Sauer auf die Telekom
Auf die Telekom waren einige am Donnerstag nicht so gut zu sprechen. Der Kreis würde gerne bestehende Leitungen des Bonner Unternehmens anmieten, die dann mit dem gesamten Backbone-Netz an einen Netzbetreiber weiterverpachtet würden. »Die Telekom lässt uns aber nicht auf ihr Netz«, sagt Kohlmann. Deshalb ist es möglich, dass der Kreis neue Leitungen bauen muss, obwohl die Telekomkabel schon im Boden liegen.
»Das ist einem Normaldenkenden eigentlich nicht zu vermitteln«
Diese Doppelstrukturen seien »normal denkenden Menschen eigentlich nicht zu vermitteln«. Doch rechtlich habe man keine Chance. Dass es anders geht, zeigt das Unternehmen Gasline, dessen Leitungen durchs Renchtal laufen: Es sei bereit, Leitungen fürs Backbonenetz zu verpachten.

## Übungsdaten:

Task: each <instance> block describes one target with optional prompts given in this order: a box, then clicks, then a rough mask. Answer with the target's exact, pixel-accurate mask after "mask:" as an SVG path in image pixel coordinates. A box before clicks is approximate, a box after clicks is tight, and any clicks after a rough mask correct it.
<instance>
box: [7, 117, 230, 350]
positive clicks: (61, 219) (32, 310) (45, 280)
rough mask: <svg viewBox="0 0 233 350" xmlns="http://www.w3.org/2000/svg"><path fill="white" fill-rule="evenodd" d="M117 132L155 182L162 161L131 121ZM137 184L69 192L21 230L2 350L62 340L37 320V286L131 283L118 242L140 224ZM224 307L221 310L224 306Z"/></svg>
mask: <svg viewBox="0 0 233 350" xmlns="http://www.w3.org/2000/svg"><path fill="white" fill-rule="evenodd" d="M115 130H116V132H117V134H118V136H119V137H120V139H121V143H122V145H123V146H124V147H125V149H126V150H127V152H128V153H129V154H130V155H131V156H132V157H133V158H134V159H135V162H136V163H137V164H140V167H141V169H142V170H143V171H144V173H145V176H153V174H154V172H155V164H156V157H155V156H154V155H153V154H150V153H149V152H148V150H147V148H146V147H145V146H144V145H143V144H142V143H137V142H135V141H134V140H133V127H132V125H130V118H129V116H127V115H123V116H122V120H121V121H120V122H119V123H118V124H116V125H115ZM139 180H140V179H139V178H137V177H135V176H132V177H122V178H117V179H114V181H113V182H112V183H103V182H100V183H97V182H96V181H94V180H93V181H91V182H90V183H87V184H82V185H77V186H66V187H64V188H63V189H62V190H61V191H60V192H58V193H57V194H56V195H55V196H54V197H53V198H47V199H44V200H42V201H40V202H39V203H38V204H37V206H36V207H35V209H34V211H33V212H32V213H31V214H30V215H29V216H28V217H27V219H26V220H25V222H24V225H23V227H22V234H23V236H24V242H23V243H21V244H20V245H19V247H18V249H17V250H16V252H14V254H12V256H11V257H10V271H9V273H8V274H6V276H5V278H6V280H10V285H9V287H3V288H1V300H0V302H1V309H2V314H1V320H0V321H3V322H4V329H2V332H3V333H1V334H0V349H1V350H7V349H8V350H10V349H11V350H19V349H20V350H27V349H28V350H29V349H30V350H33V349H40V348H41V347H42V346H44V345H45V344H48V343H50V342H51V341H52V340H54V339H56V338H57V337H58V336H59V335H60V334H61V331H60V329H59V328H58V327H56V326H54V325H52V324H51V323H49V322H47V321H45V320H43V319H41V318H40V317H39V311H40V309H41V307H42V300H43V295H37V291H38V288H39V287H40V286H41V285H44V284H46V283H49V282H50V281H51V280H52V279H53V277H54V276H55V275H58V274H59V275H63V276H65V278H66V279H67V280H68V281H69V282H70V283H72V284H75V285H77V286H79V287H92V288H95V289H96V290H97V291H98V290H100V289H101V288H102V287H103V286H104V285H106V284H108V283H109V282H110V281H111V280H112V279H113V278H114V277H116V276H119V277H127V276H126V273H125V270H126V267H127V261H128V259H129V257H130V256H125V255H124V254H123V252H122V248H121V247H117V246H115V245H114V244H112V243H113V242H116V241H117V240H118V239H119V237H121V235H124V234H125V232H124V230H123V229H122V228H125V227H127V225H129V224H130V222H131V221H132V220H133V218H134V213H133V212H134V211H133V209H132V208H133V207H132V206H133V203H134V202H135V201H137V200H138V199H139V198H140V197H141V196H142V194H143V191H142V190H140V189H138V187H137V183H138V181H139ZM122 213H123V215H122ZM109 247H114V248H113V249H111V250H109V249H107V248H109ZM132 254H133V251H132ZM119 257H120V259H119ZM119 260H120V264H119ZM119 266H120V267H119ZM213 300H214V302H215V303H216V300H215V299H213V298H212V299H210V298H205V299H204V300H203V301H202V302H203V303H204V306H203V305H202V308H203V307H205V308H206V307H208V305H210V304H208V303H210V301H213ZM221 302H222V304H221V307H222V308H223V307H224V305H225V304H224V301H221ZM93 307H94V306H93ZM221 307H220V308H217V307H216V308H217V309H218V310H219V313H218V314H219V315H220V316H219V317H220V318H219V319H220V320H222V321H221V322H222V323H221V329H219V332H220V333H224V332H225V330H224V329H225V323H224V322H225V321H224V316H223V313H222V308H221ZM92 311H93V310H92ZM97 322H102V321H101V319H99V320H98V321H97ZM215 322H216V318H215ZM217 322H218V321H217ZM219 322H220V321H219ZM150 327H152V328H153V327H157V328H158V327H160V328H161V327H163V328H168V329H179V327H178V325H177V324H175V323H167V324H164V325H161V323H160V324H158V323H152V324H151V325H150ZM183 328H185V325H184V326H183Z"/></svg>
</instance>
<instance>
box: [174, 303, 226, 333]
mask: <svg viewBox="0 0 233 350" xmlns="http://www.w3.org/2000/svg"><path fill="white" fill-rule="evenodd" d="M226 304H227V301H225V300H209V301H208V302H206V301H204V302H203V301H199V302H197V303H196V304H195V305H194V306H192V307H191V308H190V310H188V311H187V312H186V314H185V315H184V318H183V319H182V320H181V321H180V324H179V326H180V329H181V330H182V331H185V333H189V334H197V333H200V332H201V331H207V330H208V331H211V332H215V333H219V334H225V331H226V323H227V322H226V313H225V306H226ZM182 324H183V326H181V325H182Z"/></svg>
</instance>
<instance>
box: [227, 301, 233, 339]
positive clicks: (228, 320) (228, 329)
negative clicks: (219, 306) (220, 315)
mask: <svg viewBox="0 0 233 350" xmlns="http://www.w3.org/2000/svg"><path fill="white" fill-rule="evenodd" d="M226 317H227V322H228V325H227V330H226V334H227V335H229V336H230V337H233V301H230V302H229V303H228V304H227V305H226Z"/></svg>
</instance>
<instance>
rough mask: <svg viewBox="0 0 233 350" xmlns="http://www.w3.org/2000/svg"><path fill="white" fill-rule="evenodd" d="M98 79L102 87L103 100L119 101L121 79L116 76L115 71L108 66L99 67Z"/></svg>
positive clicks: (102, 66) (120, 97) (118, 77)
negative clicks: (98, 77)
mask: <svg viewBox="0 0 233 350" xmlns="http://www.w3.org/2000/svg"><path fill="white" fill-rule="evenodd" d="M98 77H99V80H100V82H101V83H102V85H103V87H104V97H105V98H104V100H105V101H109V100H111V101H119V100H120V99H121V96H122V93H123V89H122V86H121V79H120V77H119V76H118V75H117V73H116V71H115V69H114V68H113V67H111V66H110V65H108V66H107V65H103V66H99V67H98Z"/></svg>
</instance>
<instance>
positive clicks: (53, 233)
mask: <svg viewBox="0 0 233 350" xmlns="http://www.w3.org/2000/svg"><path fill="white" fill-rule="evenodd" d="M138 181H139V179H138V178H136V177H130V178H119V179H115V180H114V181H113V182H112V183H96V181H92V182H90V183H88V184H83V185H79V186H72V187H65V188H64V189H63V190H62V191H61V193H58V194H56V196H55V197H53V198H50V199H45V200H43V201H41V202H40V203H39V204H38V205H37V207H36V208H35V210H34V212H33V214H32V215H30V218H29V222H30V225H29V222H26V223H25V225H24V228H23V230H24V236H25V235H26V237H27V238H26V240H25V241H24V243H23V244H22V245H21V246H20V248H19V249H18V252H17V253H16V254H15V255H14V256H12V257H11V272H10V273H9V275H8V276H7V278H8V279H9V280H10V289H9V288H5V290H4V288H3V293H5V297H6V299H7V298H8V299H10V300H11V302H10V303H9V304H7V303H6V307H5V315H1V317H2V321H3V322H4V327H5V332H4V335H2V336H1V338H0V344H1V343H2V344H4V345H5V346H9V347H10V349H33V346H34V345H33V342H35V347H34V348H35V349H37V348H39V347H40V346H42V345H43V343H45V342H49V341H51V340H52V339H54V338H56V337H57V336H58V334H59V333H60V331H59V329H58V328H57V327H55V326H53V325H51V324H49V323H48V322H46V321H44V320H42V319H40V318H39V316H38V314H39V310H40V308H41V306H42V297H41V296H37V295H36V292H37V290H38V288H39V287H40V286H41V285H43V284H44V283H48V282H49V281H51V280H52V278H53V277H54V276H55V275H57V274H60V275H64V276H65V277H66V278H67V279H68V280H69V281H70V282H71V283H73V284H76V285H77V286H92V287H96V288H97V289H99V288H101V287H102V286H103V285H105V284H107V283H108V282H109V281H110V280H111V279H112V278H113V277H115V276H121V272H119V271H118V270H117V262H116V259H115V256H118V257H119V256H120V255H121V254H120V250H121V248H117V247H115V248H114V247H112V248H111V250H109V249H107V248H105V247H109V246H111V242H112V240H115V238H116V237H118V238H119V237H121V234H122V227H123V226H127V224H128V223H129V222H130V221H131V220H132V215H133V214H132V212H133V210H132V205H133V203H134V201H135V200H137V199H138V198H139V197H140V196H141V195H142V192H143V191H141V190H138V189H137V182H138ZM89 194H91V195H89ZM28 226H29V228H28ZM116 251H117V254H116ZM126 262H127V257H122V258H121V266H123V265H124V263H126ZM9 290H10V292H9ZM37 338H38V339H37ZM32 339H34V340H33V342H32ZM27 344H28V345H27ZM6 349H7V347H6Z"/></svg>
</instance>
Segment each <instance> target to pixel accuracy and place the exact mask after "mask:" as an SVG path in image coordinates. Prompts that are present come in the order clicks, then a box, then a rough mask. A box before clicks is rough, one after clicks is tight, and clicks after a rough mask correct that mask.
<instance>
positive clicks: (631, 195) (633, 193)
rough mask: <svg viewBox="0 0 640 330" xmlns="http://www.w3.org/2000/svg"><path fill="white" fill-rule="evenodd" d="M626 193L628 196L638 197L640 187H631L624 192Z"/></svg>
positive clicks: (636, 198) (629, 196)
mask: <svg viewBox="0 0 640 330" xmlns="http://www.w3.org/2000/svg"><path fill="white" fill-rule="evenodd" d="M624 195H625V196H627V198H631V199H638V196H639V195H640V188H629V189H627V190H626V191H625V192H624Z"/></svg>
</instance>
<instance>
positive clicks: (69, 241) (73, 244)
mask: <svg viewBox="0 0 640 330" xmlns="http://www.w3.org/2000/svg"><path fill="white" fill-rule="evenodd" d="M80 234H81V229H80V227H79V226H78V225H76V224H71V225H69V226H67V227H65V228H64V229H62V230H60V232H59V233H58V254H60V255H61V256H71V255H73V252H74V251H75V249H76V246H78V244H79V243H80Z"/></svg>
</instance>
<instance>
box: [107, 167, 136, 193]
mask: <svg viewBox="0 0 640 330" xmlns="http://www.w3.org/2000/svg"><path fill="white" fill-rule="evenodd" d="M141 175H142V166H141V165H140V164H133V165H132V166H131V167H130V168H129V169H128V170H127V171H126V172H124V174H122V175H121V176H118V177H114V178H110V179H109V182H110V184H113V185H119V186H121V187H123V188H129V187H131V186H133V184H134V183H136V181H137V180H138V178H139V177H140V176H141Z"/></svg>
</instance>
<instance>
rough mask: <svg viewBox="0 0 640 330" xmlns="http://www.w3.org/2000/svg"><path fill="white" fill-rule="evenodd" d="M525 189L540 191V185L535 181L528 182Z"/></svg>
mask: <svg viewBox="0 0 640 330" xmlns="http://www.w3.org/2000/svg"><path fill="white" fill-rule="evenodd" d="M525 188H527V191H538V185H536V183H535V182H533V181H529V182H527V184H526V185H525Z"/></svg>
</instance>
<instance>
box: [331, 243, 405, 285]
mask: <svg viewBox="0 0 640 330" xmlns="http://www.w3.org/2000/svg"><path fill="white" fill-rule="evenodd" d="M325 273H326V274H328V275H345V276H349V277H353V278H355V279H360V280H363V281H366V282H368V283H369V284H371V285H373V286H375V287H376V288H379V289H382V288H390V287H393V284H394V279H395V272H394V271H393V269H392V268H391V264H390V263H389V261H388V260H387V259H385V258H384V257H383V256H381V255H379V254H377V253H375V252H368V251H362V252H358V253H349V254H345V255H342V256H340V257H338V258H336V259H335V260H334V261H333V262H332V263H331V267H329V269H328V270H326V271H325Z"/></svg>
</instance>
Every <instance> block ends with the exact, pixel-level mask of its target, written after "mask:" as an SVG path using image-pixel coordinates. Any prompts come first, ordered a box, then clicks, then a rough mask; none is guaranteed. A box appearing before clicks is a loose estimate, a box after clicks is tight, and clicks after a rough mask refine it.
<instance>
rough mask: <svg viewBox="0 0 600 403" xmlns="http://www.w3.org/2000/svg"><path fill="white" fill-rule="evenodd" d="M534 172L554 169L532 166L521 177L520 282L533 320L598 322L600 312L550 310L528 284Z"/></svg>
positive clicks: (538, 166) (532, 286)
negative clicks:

## Arbeitsauftrag:
Beantworten Sie anhand des Textauszugs über die Telekom diese Fragen:
1. Wessen bestehende Leitungen möchte der Kreis anmieten?
2. Was muss der Kreis möglicherweise bauen, weil die Telekom ihn nicht auf ihr Netz lässt?
3. Welches Unternehmen ist bereit, Leitungen fürs Backbonenetz zu verpachten?

## Lösung:
1. Die Leitungen der Telekom, des Bonner Unternehmens.
2. Neue Leitungen, obwohl die Telekomkabel schon im Boden liegen.
3. Gasline.